Task description: Return each line from the entries below that contains the word "logo".

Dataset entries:
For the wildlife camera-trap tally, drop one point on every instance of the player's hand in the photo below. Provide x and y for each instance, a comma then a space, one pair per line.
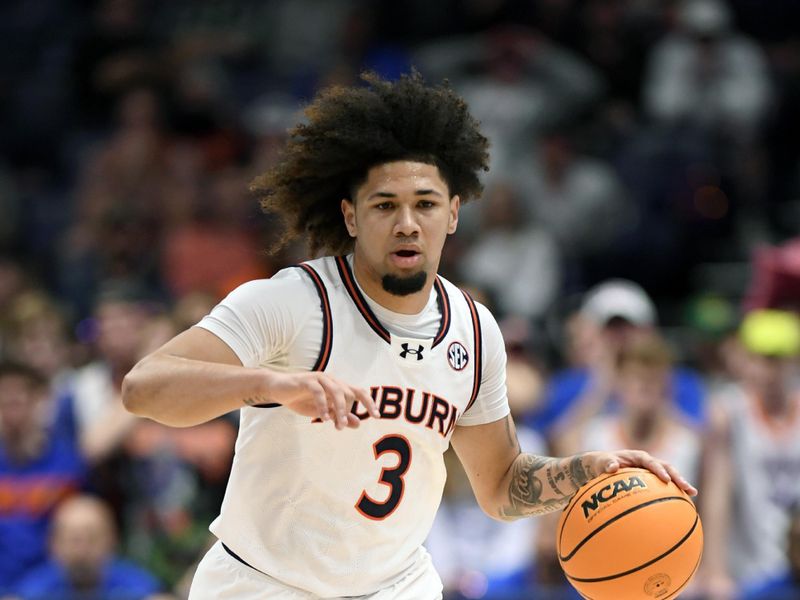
318, 395
610, 462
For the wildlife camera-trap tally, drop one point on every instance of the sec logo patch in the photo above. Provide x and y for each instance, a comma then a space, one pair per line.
457, 356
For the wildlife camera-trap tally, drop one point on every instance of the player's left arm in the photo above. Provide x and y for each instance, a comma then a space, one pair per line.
510, 484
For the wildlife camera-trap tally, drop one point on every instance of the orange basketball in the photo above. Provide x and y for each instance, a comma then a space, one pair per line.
629, 536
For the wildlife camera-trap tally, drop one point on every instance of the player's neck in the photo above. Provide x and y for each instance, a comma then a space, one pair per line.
370, 282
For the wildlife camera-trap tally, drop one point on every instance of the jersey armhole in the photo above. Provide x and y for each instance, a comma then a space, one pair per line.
478, 349
327, 322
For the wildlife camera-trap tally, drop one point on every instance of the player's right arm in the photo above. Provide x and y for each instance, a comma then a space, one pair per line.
196, 377
716, 509
217, 366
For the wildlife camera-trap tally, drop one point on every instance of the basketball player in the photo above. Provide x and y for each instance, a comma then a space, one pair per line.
355, 371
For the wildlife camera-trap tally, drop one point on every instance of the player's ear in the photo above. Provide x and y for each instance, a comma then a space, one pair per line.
349, 212
455, 205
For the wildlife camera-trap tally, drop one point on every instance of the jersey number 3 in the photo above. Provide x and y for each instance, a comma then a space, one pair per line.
390, 477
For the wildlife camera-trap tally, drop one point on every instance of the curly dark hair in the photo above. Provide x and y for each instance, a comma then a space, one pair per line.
352, 129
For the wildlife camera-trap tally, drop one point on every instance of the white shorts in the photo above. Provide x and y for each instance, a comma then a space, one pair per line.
220, 576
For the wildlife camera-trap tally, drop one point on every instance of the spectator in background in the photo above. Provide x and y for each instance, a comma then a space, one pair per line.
513, 258
708, 75
787, 585
579, 200
646, 418
515, 82
38, 337
40, 465
82, 562
476, 556
613, 315
752, 460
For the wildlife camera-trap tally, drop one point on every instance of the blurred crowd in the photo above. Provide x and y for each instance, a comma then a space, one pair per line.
638, 239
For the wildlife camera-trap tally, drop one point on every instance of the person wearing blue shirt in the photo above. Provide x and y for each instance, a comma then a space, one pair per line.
82, 564
612, 313
787, 585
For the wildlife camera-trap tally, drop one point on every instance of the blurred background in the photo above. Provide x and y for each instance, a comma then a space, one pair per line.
637, 240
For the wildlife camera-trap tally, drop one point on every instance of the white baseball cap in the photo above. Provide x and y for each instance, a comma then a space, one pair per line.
619, 298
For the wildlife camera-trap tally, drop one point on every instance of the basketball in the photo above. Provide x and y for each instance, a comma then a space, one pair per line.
629, 536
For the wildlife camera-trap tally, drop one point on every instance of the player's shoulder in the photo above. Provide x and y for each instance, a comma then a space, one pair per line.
484, 315
289, 284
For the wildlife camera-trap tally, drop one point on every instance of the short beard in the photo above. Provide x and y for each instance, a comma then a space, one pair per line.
403, 286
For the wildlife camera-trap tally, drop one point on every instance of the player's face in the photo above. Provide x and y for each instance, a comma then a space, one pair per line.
400, 219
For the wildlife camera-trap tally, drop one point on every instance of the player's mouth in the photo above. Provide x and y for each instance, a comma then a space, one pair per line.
406, 258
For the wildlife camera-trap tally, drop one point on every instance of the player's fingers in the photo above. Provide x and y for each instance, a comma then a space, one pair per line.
319, 399
366, 400
337, 401
680, 480
656, 466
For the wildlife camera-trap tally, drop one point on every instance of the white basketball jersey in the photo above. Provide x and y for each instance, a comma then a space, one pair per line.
344, 513
766, 460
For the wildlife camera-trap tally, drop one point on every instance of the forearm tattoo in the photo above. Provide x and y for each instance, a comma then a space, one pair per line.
255, 401
578, 474
527, 492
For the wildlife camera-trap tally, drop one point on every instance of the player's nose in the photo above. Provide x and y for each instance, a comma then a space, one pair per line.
406, 223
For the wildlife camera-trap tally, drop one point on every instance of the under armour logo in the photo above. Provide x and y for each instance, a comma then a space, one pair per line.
415, 351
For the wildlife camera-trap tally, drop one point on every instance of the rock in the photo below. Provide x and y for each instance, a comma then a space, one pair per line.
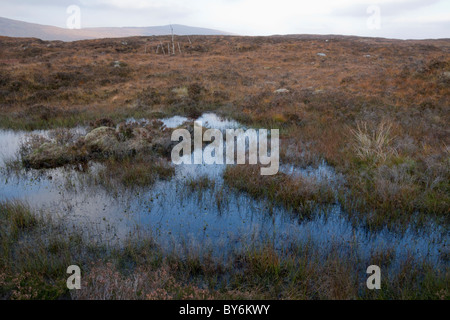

Completed task:
For the wildlife camera-trap tally, drop one point on every instance of the sec logo patch in the photo above. Provide x and y for each instance, a comma then a space, one pair per line.
For the wildlife camera-trap tally, drop one point on every instance of the under armour logo in the photo above. Provide x and y for each instance, a comma then a space, one pair per line.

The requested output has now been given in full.